---- MATERIAL FOR THE TASK

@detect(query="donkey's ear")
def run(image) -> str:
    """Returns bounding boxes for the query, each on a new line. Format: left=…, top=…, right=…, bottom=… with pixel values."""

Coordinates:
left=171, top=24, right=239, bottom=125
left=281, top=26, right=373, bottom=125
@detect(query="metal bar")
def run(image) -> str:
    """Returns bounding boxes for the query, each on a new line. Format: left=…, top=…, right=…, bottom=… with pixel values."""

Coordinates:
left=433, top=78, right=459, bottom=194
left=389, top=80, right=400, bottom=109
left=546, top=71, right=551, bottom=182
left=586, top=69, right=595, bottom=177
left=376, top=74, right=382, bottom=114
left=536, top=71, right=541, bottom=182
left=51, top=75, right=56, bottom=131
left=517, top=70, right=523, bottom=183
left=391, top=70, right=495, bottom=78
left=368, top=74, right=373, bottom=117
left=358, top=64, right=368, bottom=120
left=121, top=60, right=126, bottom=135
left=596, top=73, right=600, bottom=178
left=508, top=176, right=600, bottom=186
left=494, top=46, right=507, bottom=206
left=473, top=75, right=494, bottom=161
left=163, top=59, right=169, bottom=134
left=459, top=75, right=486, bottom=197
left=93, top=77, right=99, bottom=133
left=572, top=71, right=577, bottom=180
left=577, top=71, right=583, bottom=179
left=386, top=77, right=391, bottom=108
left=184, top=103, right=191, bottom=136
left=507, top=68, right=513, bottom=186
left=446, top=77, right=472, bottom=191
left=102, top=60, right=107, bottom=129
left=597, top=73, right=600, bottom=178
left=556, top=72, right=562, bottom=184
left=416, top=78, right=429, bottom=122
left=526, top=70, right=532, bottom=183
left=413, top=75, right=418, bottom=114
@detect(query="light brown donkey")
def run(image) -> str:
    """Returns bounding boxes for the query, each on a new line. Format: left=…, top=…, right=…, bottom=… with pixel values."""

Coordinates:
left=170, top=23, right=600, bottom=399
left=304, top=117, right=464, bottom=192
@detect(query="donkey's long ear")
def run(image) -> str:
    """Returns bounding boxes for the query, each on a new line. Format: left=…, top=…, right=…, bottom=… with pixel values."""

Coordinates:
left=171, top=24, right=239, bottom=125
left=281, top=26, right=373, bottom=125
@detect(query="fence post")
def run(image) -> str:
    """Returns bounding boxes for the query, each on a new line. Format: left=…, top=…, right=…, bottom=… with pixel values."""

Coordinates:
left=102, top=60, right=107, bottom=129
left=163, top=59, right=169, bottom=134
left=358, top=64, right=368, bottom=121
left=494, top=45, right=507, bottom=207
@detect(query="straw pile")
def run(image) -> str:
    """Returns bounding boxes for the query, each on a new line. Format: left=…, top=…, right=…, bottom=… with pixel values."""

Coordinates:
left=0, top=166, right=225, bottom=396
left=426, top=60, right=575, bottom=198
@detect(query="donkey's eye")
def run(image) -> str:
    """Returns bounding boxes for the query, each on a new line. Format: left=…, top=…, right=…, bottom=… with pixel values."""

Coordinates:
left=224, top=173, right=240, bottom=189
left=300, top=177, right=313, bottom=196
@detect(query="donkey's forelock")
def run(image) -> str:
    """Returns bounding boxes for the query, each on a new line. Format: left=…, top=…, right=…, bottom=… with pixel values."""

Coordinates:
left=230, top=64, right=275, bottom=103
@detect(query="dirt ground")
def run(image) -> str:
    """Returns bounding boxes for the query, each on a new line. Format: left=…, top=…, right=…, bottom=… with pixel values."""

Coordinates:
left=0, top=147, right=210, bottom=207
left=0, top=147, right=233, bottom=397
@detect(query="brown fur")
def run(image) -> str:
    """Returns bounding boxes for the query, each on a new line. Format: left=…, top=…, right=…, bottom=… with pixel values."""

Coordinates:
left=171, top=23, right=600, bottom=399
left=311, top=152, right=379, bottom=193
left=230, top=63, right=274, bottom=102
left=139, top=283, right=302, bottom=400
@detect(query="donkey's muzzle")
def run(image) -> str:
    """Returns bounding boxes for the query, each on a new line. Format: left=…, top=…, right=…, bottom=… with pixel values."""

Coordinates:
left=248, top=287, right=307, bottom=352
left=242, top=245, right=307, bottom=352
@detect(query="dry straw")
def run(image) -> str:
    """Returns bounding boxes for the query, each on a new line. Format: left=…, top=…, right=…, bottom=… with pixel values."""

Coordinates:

--------

- WHAT THE TASK REQUIRES
Your task is to collect every line above that contains the word "brown".

- RESULT OF THIS EXERCISE
@detect(query="light brown donkey")
@detect(query="brown fur")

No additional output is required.